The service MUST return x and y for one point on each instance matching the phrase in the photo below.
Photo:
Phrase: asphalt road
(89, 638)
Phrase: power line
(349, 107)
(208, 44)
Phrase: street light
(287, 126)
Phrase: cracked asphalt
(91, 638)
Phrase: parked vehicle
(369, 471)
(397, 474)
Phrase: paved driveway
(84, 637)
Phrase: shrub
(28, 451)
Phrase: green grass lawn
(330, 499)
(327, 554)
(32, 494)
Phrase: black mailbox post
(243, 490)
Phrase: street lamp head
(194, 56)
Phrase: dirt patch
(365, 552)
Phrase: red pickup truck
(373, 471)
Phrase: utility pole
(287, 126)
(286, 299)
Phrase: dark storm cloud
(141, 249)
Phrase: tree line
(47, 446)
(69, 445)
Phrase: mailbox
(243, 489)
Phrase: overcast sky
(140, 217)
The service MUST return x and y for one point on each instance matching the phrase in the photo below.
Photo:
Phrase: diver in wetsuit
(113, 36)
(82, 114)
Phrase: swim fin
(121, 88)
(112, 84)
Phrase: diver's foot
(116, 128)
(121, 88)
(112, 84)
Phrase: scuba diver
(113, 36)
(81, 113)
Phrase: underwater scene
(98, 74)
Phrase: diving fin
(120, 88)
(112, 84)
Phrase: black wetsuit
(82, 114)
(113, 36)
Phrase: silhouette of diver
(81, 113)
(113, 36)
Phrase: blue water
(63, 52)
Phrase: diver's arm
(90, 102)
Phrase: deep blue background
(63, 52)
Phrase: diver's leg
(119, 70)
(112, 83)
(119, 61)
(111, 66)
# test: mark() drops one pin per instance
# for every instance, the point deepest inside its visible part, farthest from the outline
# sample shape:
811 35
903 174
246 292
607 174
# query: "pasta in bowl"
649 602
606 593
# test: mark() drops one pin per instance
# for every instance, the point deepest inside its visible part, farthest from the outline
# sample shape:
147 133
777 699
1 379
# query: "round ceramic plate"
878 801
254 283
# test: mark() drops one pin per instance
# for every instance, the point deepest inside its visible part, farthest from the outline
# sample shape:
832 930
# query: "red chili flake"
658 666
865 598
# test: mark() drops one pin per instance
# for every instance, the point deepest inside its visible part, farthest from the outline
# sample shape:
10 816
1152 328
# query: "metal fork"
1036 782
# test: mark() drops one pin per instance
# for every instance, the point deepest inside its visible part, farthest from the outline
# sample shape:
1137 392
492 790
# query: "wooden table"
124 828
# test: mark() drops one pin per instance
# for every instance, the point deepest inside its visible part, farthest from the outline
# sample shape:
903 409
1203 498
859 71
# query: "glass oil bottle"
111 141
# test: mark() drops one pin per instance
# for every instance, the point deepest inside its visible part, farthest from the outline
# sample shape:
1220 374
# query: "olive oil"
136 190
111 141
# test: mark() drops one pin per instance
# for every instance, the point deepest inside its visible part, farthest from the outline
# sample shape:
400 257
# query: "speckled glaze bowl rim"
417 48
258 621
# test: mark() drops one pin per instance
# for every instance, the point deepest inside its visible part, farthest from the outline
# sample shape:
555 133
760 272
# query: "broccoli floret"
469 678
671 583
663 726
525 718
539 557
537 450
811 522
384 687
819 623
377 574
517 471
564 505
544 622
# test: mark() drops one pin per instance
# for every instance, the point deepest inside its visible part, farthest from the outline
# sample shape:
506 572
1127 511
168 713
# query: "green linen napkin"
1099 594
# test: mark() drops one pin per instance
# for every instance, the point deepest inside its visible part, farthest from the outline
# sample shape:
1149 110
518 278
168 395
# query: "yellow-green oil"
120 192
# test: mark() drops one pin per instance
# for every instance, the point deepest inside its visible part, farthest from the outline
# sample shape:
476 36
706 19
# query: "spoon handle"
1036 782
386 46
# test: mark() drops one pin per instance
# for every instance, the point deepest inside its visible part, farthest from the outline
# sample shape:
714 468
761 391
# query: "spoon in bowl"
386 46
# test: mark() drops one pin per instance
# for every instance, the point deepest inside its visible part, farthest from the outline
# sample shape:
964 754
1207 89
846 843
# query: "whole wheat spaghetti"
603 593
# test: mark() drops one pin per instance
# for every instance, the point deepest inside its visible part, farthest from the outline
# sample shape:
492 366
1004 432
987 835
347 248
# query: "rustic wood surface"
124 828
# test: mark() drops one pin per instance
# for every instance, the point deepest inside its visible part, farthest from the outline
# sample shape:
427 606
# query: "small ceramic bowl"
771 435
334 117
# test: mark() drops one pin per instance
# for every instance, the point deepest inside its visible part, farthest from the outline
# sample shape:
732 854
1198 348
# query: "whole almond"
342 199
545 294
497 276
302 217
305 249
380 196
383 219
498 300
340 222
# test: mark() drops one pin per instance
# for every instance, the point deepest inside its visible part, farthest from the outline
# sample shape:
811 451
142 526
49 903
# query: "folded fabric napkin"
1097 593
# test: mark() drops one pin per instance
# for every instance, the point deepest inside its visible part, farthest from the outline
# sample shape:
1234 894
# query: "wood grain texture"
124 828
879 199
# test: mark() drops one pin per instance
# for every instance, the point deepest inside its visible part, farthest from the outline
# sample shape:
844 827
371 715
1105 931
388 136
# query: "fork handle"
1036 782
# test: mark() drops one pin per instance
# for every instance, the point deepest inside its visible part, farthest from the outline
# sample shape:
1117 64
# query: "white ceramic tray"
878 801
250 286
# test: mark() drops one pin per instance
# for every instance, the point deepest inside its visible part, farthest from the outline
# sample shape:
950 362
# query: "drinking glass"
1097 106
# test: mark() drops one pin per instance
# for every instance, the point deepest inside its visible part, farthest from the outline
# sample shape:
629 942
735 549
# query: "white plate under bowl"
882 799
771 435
=-=-=-=-=
What is needed is a word-for-word copy of all the records above.

The service MUST return x and y for one point on each instance matching the phrase in the photo below.
Photo:
Phrase: asphalt road
(89, 638)
Phrase: power line
(349, 107)
(208, 44)
Phrase: street light
(287, 126)
Phrase: cracked asphalt
(91, 638)
Phrase: parked vehicle
(369, 471)
(397, 474)
Phrase: paved driveway
(84, 637)
Phrase: shrub
(28, 451)
Phrase: green grass lawn
(330, 499)
(327, 554)
(32, 494)
Phrase: black mailbox post
(243, 490)
Phrase: street lamp head
(194, 56)
Phrase: dirt patch
(365, 552)
Phrase: red pickup truck
(373, 471)
Phrase: utility pole
(287, 126)
(286, 299)
Phrase: dark storm cloud
(141, 249)
Phrase: tree line
(47, 446)
(69, 445)
Phrase: mailbox
(243, 489)
Phrase: overcast sky
(140, 217)
The service MUST return x and y for one point on each instance matching the phrase in the photo below.
Photo:
Phrase: diver in wetsuit
(113, 36)
(82, 114)
Phrase: swim fin
(121, 88)
(112, 84)
Phrase: diver's foot
(116, 128)
(121, 88)
(112, 84)
Phrase: scuba diver
(113, 36)
(81, 113)
Phrase: underwater scene
(98, 74)
Phrase: diving fin
(120, 88)
(112, 84)
Phrase: black wetsuit
(82, 114)
(113, 36)
Phrase: silhouette of diver
(81, 113)
(113, 36)
Phrase: blue water
(63, 52)
Phrase: diver's arm
(90, 102)
Phrase: deep blue background
(63, 52)
Phrase: diver's leg
(119, 70)
(112, 83)
(119, 61)
(111, 66)
# test: mark() drops one pin per instance
# for every instance, the point deepest inside its visible part, farthest from the outline
# sample shape:
811 35
903 174
246 292
607 174
# query: "pasta in bowl"
649 602
606 593
# test: mark() drops one pin per instance
# for every instance, the point deepest inside its visible part, farthest from the outline
# sample shape:
147 133
777 699
1 379
# query: "round ceramic plate"
878 801
254 283
# test: mark() drops one pin per instance
# for every instance, the point deepest inside its visible part, farthest from the outline
# sample shape:
832 930
# query: "red chili flake"
658 666
865 598
# test: mark() drops one pin per instance
# for every instance, the point deepest inside its visible part, farthest from the outline
# sample shape:
10 816
1152 328
# query: "metal fork"
1036 782
# test: mark() drops one pin per instance
# for every instance, the point deepest inside its visible part, farthest from the outline
# sample shape:
1137 392
492 790
# query: "wooden table"
124 828
# test: mark() drops one pin per instance
# for every instance, the point deepest inside its visible part, farthest from the outline
# sample shape:
903 409
1203 498
859 71
# query: "glass oil bottle"
111 141
# test: mark() drops one pin per instance
# for every instance, the point deepest inside its visible part, farthest from the outline
# sample shape:
1220 374
# query: "olive oil"
136 190
111 141
# test: mark() drops one pin per instance
# for every instance, the point deepest inside its visible part, farthest from the outline
# sample shape:
400 257
# query: "speckled glaze bowl rim"
417 48
258 621
# test: mark() drops one pin per instance
# for every instance, the point deepest inside its visible part, farthest from the outline
# sample shape:
555 133
760 272
# query: "broccoli floret"
469 678
671 583
663 726
525 718
539 557
537 450
811 522
384 687
819 623
377 574
517 471
564 505
544 622
# test: mark() drops one pin per instance
# for every instance, the point deepest inside its visible part, farthest from the outline
# sample shape:
506 572
1127 511
168 713
# query: "green linen napkin"
1099 594
# test: mark() drops one pin per instance
# for every instance, the point deepest inside its visible part, farthest from the outline
# sample shape:
1149 110
518 278
168 395
# query: "yellow-green oil"
120 192
# test: mark() drops one pin per instance
# for every instance, the point deepest inside its visible part, farthest from the outline
# sample shape:
476 36
706 19
# query: "spoon handle"
1036 782
386 46
# test: mark() drops one pin per instance
# for every instance, the point deepest inside its visible part, farthest from the outline
# sample shape:
714 468
761 391
# query: "spoon in bowl"
386 46
# test: mark() drops one pin per instance
# for every instance, the point deepest inside its visible part, farthest from the outline
# sample shape:
964 754
1207 89
846 843
# query: "whole wheat spaghetti"
603 593
# test: mark() drops one pin per instance
# for every instance, the point deepest inside its visible part, farthest from the outline
# sample shape:
492 366
1004 432
987 835
347 248
# query: "rustic wood surface"
124 828
# test: mark() drops one pin per instance
# for every instance, the point deepest inside its visible part, farthest from the outline
# sample shape:
427 606
# query: "small ceramic bowl"
771 435
334 117
# test: mark() drops one pin per instance
# for every instance, the point deepest inside its visible part, farthest from the outline
# sample shape:
732 854
1198 348
# query: "whole almond"
342 199
545 294
497 276
302 217
305 249
380 196
383 219
498 300
340 222
# test: mark() drops one pin per instance
# for every instance, the point deepest inside its visible part, farthest from the outline
# sample shape:
811 451
142 526
49 903
# query: "folded fabric napkin"
1097 593
# test: mark() drops one pin per instance
# for every instance, the point deepest inside its visible part, farthest from the outline
# sample shape:
1234 894
# query: "wood grain texture"
124 828
879 199
# test: mark() drops one pin per instance
# for every instance, the point deepest inside its visible part, farthest from the outline
# sample shape:
844 827
371 715
1105 931
388 136
# query: "fork handle"
1036 782
# test: mark() drops one pin per instance
# for every instance, the point deepest inside its visible part, farthest from the outline
# sample shape:
1117 64
# query: "white ceramic tray"
878 801
250 286
# test: mark() drops one pin per instance
# for every instance, the point deepest inside its visible part, farthest from the outline
# sample shape:
950 362
# query: "drinking glass"
1097 106
# test: mark() drops one pin per instance
# for every instance, the point deepest inside its visible part, farthest from the outline
# sample shape:
629 942
735 549
# query: "white plate under bowl"
882 799
771 435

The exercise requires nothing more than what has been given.